Items listed in a dataset:
######
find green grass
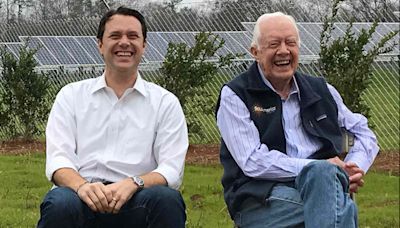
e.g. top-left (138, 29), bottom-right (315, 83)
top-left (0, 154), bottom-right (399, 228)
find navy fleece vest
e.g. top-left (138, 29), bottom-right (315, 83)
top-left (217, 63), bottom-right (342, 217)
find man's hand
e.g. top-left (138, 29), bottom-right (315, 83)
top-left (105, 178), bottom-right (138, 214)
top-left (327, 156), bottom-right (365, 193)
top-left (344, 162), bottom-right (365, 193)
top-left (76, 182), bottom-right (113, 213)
######
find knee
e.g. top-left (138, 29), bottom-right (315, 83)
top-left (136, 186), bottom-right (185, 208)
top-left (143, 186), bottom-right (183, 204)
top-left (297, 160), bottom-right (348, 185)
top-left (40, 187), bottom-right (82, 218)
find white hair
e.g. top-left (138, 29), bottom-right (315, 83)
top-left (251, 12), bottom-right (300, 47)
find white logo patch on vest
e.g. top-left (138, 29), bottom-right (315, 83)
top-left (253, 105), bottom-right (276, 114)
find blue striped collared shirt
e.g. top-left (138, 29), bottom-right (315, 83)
######
Rewrite the part of the rows that opens with the line containing "find navy fleece vest" and closes with the line containing "top-left (76, 182), bottom-right (113, 213)", swapping "man's hand" for "woman's hand" and leaving everything else unchanged.

_SOLUTION TO THE EXERCISE:_
find navy fleece vest
e.g. top-left (138, 29), bottom-right (315, 83)
top-left (217, 63), bottom-right (342, 217)
find woman's hand
e.g. top-left (138, 29), bottom-right (315, 83)
top-left (105, 178), bottom-right (138, 214)
top-left (327, 156), bottom-right (365, 193)
top-left (344, 162), bottom-right (365, 193)
top-left (76, 182), bottom-right (113, 213)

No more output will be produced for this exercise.